Work order
Reproduce the entries in full, with no changes.

[Saved data entries]
....

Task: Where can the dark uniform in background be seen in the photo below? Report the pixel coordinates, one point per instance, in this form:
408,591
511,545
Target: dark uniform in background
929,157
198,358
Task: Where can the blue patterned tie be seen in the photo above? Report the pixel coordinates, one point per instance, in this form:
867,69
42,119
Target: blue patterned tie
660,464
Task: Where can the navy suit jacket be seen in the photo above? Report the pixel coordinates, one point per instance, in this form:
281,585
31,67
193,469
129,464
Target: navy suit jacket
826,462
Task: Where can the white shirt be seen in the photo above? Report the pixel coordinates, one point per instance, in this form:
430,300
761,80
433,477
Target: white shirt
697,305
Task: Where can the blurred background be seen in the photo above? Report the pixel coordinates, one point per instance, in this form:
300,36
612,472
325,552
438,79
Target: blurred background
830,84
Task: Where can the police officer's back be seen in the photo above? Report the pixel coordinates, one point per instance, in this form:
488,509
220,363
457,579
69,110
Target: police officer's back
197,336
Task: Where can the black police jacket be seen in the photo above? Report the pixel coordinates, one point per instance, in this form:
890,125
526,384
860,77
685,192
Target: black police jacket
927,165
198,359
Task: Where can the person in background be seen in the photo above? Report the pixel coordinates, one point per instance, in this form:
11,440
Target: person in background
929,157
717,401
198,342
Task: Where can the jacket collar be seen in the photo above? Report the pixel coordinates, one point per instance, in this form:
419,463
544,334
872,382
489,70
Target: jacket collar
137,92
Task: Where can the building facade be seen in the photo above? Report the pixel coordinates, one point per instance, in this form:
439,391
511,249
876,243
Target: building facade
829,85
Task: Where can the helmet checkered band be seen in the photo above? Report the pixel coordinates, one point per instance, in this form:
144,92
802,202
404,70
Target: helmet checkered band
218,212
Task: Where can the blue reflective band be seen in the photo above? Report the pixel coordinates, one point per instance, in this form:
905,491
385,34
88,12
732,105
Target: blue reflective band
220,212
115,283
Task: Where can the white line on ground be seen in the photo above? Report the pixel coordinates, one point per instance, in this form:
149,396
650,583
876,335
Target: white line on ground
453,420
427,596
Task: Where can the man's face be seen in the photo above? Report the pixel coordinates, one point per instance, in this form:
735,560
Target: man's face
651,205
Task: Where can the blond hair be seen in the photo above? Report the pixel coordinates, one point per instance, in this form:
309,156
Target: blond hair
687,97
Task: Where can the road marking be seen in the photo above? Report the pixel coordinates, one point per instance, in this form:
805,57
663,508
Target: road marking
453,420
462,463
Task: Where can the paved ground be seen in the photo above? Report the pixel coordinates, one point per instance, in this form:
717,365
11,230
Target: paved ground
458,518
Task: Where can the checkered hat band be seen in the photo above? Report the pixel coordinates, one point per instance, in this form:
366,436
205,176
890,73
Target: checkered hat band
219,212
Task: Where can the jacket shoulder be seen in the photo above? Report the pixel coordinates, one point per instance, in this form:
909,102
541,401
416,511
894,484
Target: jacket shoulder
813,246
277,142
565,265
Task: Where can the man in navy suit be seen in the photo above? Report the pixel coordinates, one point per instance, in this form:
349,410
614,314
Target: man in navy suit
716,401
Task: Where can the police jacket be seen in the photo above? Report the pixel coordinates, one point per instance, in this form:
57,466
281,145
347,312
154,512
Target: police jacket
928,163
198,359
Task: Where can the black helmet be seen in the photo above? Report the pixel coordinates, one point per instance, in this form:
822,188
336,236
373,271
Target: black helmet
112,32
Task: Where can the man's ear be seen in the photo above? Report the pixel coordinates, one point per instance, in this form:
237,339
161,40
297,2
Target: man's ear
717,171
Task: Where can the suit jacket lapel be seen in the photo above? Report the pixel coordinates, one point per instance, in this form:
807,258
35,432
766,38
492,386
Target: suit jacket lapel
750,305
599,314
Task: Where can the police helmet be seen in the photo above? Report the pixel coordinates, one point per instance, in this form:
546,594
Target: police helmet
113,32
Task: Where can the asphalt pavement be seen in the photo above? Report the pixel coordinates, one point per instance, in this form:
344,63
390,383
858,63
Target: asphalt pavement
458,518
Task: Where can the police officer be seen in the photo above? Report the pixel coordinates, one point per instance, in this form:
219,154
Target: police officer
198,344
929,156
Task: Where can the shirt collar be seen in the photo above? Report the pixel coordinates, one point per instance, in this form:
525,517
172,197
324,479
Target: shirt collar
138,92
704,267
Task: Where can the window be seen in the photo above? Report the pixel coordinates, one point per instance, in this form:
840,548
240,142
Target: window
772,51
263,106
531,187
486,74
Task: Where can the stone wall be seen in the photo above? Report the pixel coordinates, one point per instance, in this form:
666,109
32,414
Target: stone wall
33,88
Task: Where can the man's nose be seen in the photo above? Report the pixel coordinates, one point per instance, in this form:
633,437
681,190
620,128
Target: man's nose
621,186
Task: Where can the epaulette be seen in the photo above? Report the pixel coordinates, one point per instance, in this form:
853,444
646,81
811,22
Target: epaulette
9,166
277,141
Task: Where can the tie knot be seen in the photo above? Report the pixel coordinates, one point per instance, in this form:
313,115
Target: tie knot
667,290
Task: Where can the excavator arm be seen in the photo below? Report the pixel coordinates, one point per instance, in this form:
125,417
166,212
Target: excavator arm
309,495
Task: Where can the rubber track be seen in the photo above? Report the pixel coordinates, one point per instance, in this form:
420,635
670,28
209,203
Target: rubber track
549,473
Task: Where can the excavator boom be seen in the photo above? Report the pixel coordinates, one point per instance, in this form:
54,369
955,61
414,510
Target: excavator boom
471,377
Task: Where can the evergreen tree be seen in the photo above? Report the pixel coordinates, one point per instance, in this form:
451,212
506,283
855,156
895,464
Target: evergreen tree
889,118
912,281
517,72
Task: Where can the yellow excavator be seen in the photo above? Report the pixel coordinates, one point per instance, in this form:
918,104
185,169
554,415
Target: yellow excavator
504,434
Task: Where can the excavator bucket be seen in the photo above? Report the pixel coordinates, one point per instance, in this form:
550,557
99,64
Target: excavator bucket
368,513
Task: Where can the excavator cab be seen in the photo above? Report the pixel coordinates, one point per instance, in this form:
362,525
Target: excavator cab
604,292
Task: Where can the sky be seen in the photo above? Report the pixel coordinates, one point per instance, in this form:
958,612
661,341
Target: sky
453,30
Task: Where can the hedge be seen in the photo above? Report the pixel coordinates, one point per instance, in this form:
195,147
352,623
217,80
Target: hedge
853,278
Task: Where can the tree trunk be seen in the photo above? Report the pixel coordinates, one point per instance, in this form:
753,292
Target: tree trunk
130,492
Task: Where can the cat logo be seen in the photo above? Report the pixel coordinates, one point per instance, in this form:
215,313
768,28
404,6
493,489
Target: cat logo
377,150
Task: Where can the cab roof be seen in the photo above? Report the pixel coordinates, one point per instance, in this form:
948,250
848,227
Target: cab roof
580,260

....

Answer space
Task: Where can the dark uniform in background be seen in the photo below? Report the pixel coordinates, one point per instance, in this form:
408,591
511,545
Target: dark uniform in background
929,157
198,358
Task: Where can the blue patterned tie be seen in the photo above? Report the pixel coordinates, one point per instance, in this form:
867,69
42,119
Target: blue patterned tie
660,464
Task: Where can the navy suit jacket be seen in the photo above? Report the pixel coordinates, one point per instance, in this form:
281,585
31,67
193,469
129,464
Target: navy suit jacket
826,462
Task: Where can the white shirt be seen in the photo above? Report the pixel coordinates, one point per instance, in this form:
430,300
761,80
433,477
Target: white shirt
697,305
Task: Where can the blurred background be seen in the photo above? Report the pixel coordinates, one point per instance, in this form:
300,36
612,472
325,552
438,79
Target: blurred background
830,84
Task: Where can the police officer's back be seen in the photo above? Report the pixel coordinates, one point per instance, in this form:
488,509
220,363
457,579
69,110
Target: police officer's back
197,336
Task: Where can the black police jacket be seen in the photo above? Report the pixel coordinates, one point per instance, in this form:
890,125
526,384
860,77
685,192
Target: black police jacket
927,165
198,359
Task: Where can the person in background be seen in the photo above? Report the pixel coordinates, one point per instance, in this form:
11,440
Target: person in background
929,157
717,401
198,342
Task: Where can the jacket collar be seen in the photo above? Report the pixel coordinates, one point per instance, in this form:
419,463
544,334
872,382
489,70
Target: jacket collar
137,92
Task: Where can the building facade be seen in the photo above? Report the pixel coordinates, one point per instance, in this form:
439,391
511,249
876,243
Target: building facade
829,85
Task: Where can the helmet checkered band be seen in the photo above? Report the pixel coordinates, one point per instance, in this form:
144,92
802,202
404,70
Target: helmet checkered band
218,212
Task: Where can the blue reflective band be seen in the photo above? Report the pixel coordinates, one point per instance, in this form:
905,491
385,34
88,12
732,105
Target: blue reflective band
220,212
115,283
Task: Where can the white line on ground be seen in the photo above? Report the pixel coordinates, one point per instance, in this form:
149,396
650,583
876,335
Target: white line on ground
453,420
427,596
Task: Where can the man's face be seen in the photo above? Report the pixel coordinates, one point per instance, in this form:
735,560
Target: man's face
651,205
Task: Where can the blond hair be seen in the photo above? Report the pixel coordinates, one point per instance, in this form:
309,156
Target: blond hair
687,97
Task: Where can the road marking be seen in the photo above? Report the pixel coordinates, one point per instance, in this form:
805,57
663,508
Target: road marking
453,420
462,463
Task: Where can the paved ground be seen in the photo above? Report the pixel coordinates, one point per instance, in this form:
717,365
11,230
Target: paved ground
458,518
Task: Where can the checkered hat band be seen in the photo above? Report the pixel coordinates, one point per instance, in this form:
366,436
205,176
890,73
Target: checkered hat band
219,212
Task: Where can the jacket shoulder be seen in the photo above? Report the pixel coordinates, one point per instance, in this form:
909,102
541,401
416,511
894,484
Target: jacket shoulder
813,246
277,142
565,265
Task: Where can the man in navy suit be seen in the photo above? Report the pixel coordinates, one point per instance, in this form:
349,410
614,314
Target: man in navy suit
716,401
Task: Where can the police jacket be seen in the photo above? Report the pixel coordinates, one point per instance, in this form:
57,466
281,145
347,312
154,512
Target: police jacket
928,163
198,359
Task: Where can the black helmet be seen in the photo above? Report the pixel coordinates, one point per instance, in this form:
822,188
336,236
373,271
Target: black helmet
112,32
Task: Where can the man's ear be seen in the photo above? Report the pixel coordinates, one point per instance, in this form:
237,339
161,40
297,2
Target: man's ear
717,171
Task: Where can the suit jacket lapel be seen in the photo above? Report the pixel coordinates, one point per instance, in this form:
807,258
35,432
766,38
492,386
Target: suit jacket lapel
750,305
599,314
Task: Where can the police helmet be seen in the photo above? Report the pixel coordinates, one point per instance, in this form:
546,594
Target: police helmet
113,32
Task: Where can the asphalt pavement be seen in the photo above? Report the pixel coordinates, one point per instance, in this form:
344,63
390,383
858,63
Target: asphalt pavement
458,518
Task: Where can the police officer be seen in the photo above? Report the pixel coordinates, one point per instance, in this form:
219,154
Target: police officer
198,344
929,156
Task: Where can the shirt collar be seen in the photo above? Report the pixel coordinates, one point per instance, in this form:
525,517
172,197
324,479
Target: shirt collar
138,92
704,267
Task: Where can the window be seen in the photo above? Report the pixel coordinates, one point per instance, in this form:
840,548
240,142
Target: window
772,51
263,106
531,187
486,74
Task: Where can the stone wall be seen in the photo above? Report the pixel coordinates, one point per instance, in this form:
666,109
32,414
Target: stone wall
33,88
Task: Where can the man's nose be seen in the photo above? Report the pixel coordinates, one point per instance, in this form:
633,437
681,190
620,128
Target: man's nose
621,186
Task: Where can the epaulette be seen in the photo above? Report the pixel coordinates, one point per instance, in this form:
853,444
646,81
811,22
Target: epaulette
9,166
277,141
Task: Where can the tie knot be seen in the photo above? Report the pixel coordinates, one point per instance, in this form:
313,115
Target: tie knot
667,290
Task: Where can the excavator arm be seen in the photo below? Report the pixel coordinates, one point per instance, in this form:
125,417
166,212
Target: excavator arm
309,495
Task: Where can the rubber track be seen in the photo above? Report the pixel coordinates, one point per instance, in this form:
420,635
670,28
209,203
Target: rubber track
549,473
Task: Where can the excavator boom be seen in the photo above? Report the pixel coordinates, one point per instance, in this form:
54,369
955,61
414,510
Target: excavator boom
471,377
Task: Where can the evergreen tree be seen in the photo above? Report the pixel coordinates, one point per instance, in this form:
451,212
506,283
855,156
895,464
Target: evergreen tree
889,118
912,281
517,72
Task: Where can the yellow excavator be seen in the photo above? Report the pixel coordinates, one point per instance, in this form:
918,104
185,169
554,415
Target: yellow excavator
504,434
Task: Where can the excavator bucket be seen in the photo above? Report the pixel coordinates, one point per instance, in this form:
550,557
99,64
Target: excavator bucket
368,513
Task: Where can the excavator cab be seen in the photo above? Report the pixel coordinates, one point per instance, in this form:
362,525
Target: excavator cab
604,292
Task: Where can the sky be seen in the photo above? Report the pixel coordinates, one point per instance, in this form:
958,612
661,341
Target: sky
453,30
Task: Where can the hedge be seen in the photo above? Report the pixel coordinates, one point per instance, in this form:
195,147
352,623
217,80
Target: hedge
853,278
Task: Where can the tree trunk be seen in the photo above? Report the pixel coordinates, one point per instance, in this form:
753,292
Target: tree trunk
130,492
Task: Where can the cat logo be seen in the photo above? Report the pixel coordinates, one point per instance, in this form:
215,313
768,28
404,6
493,489
Target: cat logo
377,150
Task: Where can the cab roof be seen in the photo above? Report the pixel coordinates, one point per instance, in this form:
948,250
848,227
Target: cab roof
580,260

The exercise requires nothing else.